[About this exercise]:
Format the stretch of the listing below from its start through the line containing "box: [157, 55, 200, 74]" as a JSON list of strings, one string per line, with blank lines and the picture left out.

[Listed records]:
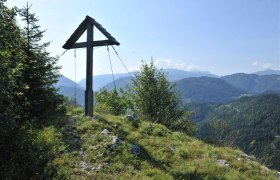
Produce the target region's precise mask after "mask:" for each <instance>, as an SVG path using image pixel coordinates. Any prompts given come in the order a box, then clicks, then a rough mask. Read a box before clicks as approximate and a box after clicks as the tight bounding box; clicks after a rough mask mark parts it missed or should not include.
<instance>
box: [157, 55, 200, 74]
mask: <svg viewBox="0 0 280 180" xmlns="http://www.w3.org/2000/svg"><path fill="white" fill-rule="evenodd" d="M155 65H156V66H157V67H158V68H163V69H168V68H172V69H181V70H185V71H194V70H198V69H199V66H197V65H188V64H186V63H175V62H174V61H172V60H171V59H161V58H160V59H156V60H155Z"/></svg>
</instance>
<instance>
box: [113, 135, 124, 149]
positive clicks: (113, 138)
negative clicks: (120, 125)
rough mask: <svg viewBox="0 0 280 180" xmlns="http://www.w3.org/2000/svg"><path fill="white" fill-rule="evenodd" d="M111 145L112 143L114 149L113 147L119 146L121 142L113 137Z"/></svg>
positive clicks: (117, 139)
mask: <svg viewBox="0 0 280 180" xmlns="http://www.w3.org/2000/svg"><path fill="white" fill-rule="evenodd" d="M112 143H113V148H115V147H117V146H118V145H119V144H121V143H122V140H121V139H120V138H118V137H117V136H113V140H112Z"/></svg>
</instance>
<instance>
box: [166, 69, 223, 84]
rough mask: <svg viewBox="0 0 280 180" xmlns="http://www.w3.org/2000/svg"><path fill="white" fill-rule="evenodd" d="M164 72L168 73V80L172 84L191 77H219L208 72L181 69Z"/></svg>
mask: <svg viewBox="0 0 280 180" xmlns="http://www.w3.org/2000/svg"><path fill="white" fill-rule="evenodd" d="M163 71H164V72H165V73H166V75H167V79H168V80H169V81H171V82H172V81H178V80H181V79H185V78H189V77H202V76H206V77H218V76H217V75H214V74H211V73H209V72H207V71H184V70H179V69H164V70H163Z"/></svg>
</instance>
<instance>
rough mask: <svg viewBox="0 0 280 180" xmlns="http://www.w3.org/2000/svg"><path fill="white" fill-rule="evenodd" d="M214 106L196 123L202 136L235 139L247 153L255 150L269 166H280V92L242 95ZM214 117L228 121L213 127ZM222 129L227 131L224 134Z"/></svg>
mask: <svg viewBox="0 0 280 180" xmlns="http://www.w3.org/2000/svg"><path fill="white" fill-rule="evenodd" d="M212 108H213V109H212V110H210V111H208V112H207V113H208V115H206V118H204V120H202V121H200V122H199V123H197V125H198V134H197V136H198V137H199V138H202V139H204V140H207V139H208V140H209V139H211V138H215V137H220V138H221V139H219V140H221V141H222V142H223V141H228V142H230V143H234V144H233V145H236V146H238V147H239V148H241V149H242V150H243V151H245V152H246V153H249V154H254V155H255V156H256V157H257V159H259V160H260V161H261V162H263V163H265V164H267V165H269V167H271V168H275V169H278V170H280V164H279V162H280V154H279V148H280V126H279V124H280V119H279V117H280V96H279V95H276V94H265V95H257V96H250V97H242V98H240V99H237V100H234V101H232V102H230V103H228V104H224V105H220V106H217V107H213V106H212ZM213 121H215V122H216V123H221V124H226V125H225V126H220V129H219V128H218V129H213V128H211V127H213V126H212V125H213ZM215 127H218V126H217V125H216V126H215ZM221 127H223V128H225V129H221ZM223 131H226V134H222V132H223ZM217 134H219V136H216V135H217ZM215 140H218V139H214V141H215Z"/></svg>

[Result below]:
[
  "Produce the target region's precise mask after \"mask:\" for each <instance>, as an SVG path using image pixel coordinates. Any prompts given come in the order a box, then clicks, then a rough mask. Read a box before clicks as approximate and a box after clicks as the tight bounding box; clicks after a rough mask mark parts it missed or should not include.",
  "<instance>",
  "box: [157, 55, 200, 74]"
]